---- TASK DATA
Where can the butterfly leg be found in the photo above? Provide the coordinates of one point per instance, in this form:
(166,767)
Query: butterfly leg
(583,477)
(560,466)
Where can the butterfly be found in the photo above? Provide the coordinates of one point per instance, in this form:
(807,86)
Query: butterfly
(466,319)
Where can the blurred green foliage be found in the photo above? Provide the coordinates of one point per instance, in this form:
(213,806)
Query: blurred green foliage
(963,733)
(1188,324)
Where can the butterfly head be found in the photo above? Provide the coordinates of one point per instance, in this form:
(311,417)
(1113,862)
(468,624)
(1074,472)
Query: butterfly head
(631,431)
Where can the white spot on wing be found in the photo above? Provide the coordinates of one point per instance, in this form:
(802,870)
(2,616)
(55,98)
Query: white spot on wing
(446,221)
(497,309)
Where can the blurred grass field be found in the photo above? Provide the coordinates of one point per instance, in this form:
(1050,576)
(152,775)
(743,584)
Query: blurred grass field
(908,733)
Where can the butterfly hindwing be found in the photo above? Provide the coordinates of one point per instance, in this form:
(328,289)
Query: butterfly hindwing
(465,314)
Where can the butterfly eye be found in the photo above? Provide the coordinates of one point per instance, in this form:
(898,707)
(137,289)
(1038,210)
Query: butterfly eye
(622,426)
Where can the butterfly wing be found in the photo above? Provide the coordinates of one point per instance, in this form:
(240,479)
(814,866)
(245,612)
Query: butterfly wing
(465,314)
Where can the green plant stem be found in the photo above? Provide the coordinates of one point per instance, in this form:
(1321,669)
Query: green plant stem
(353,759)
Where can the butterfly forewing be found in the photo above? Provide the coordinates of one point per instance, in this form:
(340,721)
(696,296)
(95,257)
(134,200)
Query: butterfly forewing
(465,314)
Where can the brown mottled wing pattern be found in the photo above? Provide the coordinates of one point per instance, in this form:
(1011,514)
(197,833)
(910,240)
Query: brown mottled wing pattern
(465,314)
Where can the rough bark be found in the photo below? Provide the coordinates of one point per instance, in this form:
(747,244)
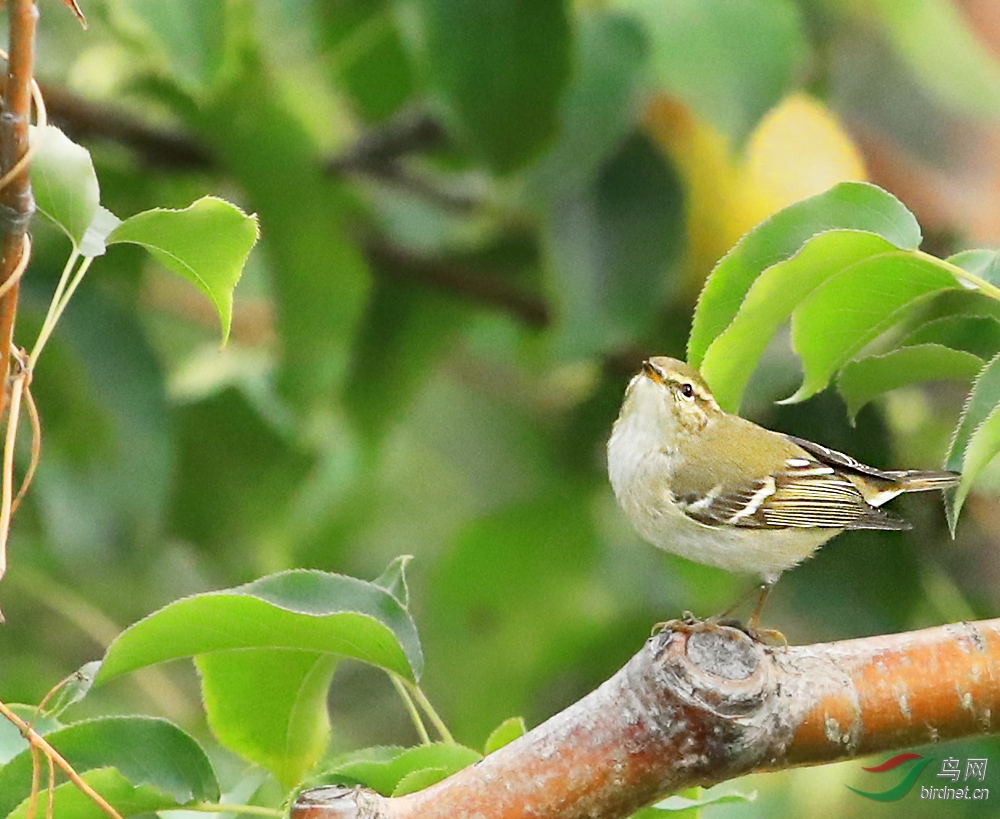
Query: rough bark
(697,706)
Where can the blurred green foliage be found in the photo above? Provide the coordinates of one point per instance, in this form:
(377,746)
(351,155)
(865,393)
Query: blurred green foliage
(472,233)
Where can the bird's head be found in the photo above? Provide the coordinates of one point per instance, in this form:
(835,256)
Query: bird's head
(670,394)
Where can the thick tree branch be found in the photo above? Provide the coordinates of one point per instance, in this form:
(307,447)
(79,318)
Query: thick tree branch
(700,705)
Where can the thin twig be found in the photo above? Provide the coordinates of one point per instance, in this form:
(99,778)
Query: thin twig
(36,740)
(50,807)
(36,444)
(411,709)
(6,490)
(36,782)
(16,203)
(428,709)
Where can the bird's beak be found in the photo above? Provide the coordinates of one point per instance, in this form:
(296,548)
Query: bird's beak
(652,372)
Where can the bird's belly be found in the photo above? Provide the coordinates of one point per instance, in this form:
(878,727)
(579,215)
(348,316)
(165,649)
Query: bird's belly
(764,552)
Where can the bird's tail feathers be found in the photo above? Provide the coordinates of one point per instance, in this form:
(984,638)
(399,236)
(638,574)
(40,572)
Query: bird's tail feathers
(917,480)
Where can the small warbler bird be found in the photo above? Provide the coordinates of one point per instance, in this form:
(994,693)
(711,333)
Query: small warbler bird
(718,489)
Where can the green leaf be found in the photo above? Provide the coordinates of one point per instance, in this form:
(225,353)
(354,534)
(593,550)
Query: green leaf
(851,309)
(64,183)
(418,780)
(729,60)
(500,66)
(599,109)
(976,439)
(861,380)
(384,769)
(269,706)
(207,243)
(680,803)
(307,610)
(940,48)
(367,54)
(849,205)
(320,279)
(611,246)
(731,359)
(980,262)
(146,751)
(71,803)
(188,37)
(979,335)
(393,580)
(506,732)
(94,241)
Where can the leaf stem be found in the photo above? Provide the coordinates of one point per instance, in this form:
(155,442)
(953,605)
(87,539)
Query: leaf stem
(436,721)
(985,287)
(411,708)
(64,292)
(35,740)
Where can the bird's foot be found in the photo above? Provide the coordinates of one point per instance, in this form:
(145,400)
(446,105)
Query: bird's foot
(688,623)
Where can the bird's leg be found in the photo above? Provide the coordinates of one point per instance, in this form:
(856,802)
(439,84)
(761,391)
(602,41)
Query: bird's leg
(753,629)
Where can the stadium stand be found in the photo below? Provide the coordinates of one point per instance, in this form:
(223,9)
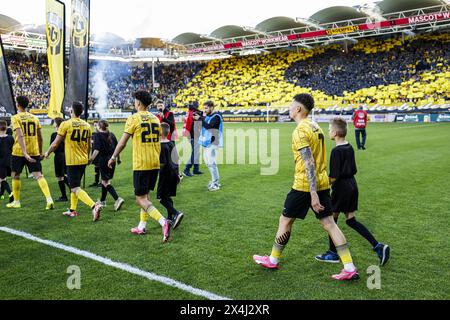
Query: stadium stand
(409,72)
(396,70)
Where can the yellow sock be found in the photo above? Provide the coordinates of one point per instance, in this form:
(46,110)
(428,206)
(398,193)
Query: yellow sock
(84,197)
(44,187)
(277,250)
(73,201)
(16,189)
(156,215)
(344,254)
(144,216)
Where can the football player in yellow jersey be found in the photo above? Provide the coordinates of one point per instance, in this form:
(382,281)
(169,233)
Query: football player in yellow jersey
(311,189)
(76,134)
(27,151)
(145,130)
--------
EXERCISE REQUIREMENTS
Render every line of the records above as a JSON list of strings, one string per line, omitting blank lines and leaving out the pictures.

COMPLETED TASK
[
  "Where can the butterfly leg be found in the photo above? Provide the coordinates of one point per instance, in this form:",
  "(166,767)",
  "Query: butterfly leg",
  "(583,477)",
  "(560,466)",
  "Where can the butterfly be found in the photo above? Provide the coordinates of one point per instance, in this form:",
  "(807,86)",
  "Query: butterfly",
  "(466,319)",
  "Where can the blurred green foliage be found in the photo above? Provide the coordinates of one point per instance, in this form:",
  "(213,806)",
  "Query: blurred green foliage",
  "(963,733)",
  "(1188,324)",
  "Where can the butterfly head be found in the photo above? Provide the coordinates of one point per instance, in this form:",
  "(311,417)",
  "(1113,862)",
  "(468,624)",
  "(1074,472)",
  "Query: butterfly head",
  "(631,431)",
  "Where can the white spot on wing be found in the photo above? Provide the coordinates of one point per instance, in this form:",
  "(802,870)",
  "(2,616)",
  "(55,98)",
  "Query: white spot on wing",
  "(446,221)",
  "(497,309)",
  "Where can the blurred grass field be found in the photo above? Provide the coordinates of one point per instance, in this form:",
  "(1050,576)",
  "(152,775)",
  "(743,584)",
  "Query: blurred grass field",
  "(908,733)",
  "Where can the butterfly hindwing be found in the photo above? Provide the coordinates of one point per instance, in this form:",
  "(328,289)",
  "Query: butterfly hindwing",
  "(465,314)",
  "Where can the butterfly eye be found in the photo above? Provide the coordinates of one point per instance, in this form:",
  "(898,707)",
  "(137,289)",
  "(1038,210)",
  "Query: butterfly eye",
  "(622,426)",
  "Where can the butterfly wing be found in the photo above? Provide the coordinates of one point per instance, in this form:",
  "(240,479)",
  "(814,866)",
  "(245,612)",
  "Query: butterfly wing",
  "(465,314)",
  "Where can the green plant stem be found in the photo above? Provide the coordinates of one point per instance, in this form:",
  "(1321,669)",
  "Query: green plant stem",
  "(353,759)",
  "Where can the butterfly forewing be found in the photo above? Provide the coordinates of one point per instance, in this form:",
  "(340,721)",
  "(696,296)",
  "(95,257)",
  "(134,200)",
  "Query: butterfly forewing",
  "(465,314)",
  "Where can the brown mottled wing pattern be found in the photo above? Provide the coordinates of one point per instance, in this form:",
  "(1011,514)",
  "(197,833)",
  "(910,240)",
  "Query: brown mottled wing pattern",
  "(465,314)",
  "Where can the rough bark be found in the photo below? Provide the coordinates of one point per instance, in this form:",
  "(747,244)",
  "Query: rough bark",
  "(697,706)",
  "Where can the blurred green foliage be found in the photo above? Provide the coordinates of one point per instance, in this form:",
  "(377,746)",
  "(351,155)",
  "(865,393)",
  "Query: blurred green foliage",
  "(472,233)",
  "Where can the bird's head be found in the photo above? Provide the coordinates of one point per instance, in this form:",
  "(835,256)",
  "Query: bird's head",
  "(670,394)",
  "Where can the thick tree branch be found in the photo above? Provide the coordinates of one point per instance, in this form:",
  "(307,447)",
  "(79,318)",
  "Query: thick tree branch",
  "(700,705)",
  "Where can the thin twig be found in the photo above? Provide the coordinates of one point per instance, in this form:",
  "(99,778)",
  "Query: thin twig",
  "(36,740)",
  "(50,807)",
  "(36,444)",
  "(411,709)",
  "(6,490)",
  "(36,782)",
  "(16,203)",
  "(428,709)",
  "Where can the bird's beak be found in the photo above? Provide the coordinates of one point per instance, in this form:",
  "(296,548)",
  "Query: bird's beak",
  "(652,372)",
  "Where can the bird's belly be found in the photo above? Provide the coordinates of one point per instance, in this form:",
  "(878,727)",
  "(579,215)",
  "(348,316)",
  "(165,649)",
  "Query: bird's belly",
  "(764,552)",
  "Where can the bird's tail feathers be found in the photo above? Provide the coordinates of one point per instance, in this form:",
  "(984,638)",
  "(399,236)",
  "(638,574)",
  "(40,572)",
  "Query: bird's tail feathers",
  "(917,480)",
  "Where can the small warbler bird be found in the photo above? Provide the coordinates of one point per instance, in this form:",
  "(994,693)",
  "(711,333)",
  "Query: small warbler bird",
  "(718,489)",
  "Where can the green leaf be found in the photo above? Provide the coordinates of one point per instance, in this form:",
  "(225,353)",
  "(354,534)",
  "(593,550)",
  "Query: green leaf",
  "(851,309)",
  "(64,183)",
  "(418,780)",
  "(729,60)",
  "(500,66)",
  "(599,109)",
  "(976,439)",
  "(861,380)",
  "(384,769)",
  "(269,706)",
  "(207,243)",
  "(680,803)",
  "(307,610)",
  "(940,48)",
  "(367,54)",
  "(849,205)",
  "(320,279)",
  "(611,246)",
  "(731,359)",
  "(980,262)",
  "(146,751)",
  "(71,803)",
  "(188,37)",
  "(979,335)",
  "(393,580)",
  "(506,732)",
  "(94,241)",
  "Where can the leaf stem be found in the photo above? Provide the coordinates of one point per instance, in this form:",
  "(155,442)",
  "(953,605)",
  "(87,539)",
  "Query: leaf stem",
  "(436,721)",
  "(985,287)",
  "(411,708)",
  "(64,292)",
  "(35,740)",
  "Where can the bird's foot be found in the photo above? Provide the coordinates of one point per instance, in this form:",
  "(145,400)",
  "(446,105)",
  "Query: bird's foot",
  "(688,623)",
  "Where can the bird's leg be found in the photo above? Provide the coordinates of one point per instance, in this form:",
  "(856,802)",
  "(439,84)",
  "(761,391)",
  "(602,41)",
  "Query: bird's leg",
  "(753,629)",
  "Where can the stadium stand be found in the photo below? Provide the coordinates of one point per instance, in this form:",
  "(223,9)",
  "Query: stadium stand",
  "(409,72)",
  "(396,70)",
  "Where can the yellow sock be found in the photo above? Provide the coordinates of one point per instance, in this form:",
  "(46,110)",
  "(428,206)",
  "(398,193)",
  "Query: yellow sock",
  "(84,197)",
  "(44,187)",
  "(277,250)",
  "(73,201)",
  "(16,189)",
  "(156,215)",
  "(344,254)",
  "(144,216)",
  "Where can the football player in yellow jersey be found in the photo above? Provide the coordinates of one point per instance, in this form:",
  "(382,281)",
  "(169,233)",
  "Query: football player in yellow jersey",
  "(311,189)",
  "(76,134)",
  "(27,151)",
  "(145,130)"
]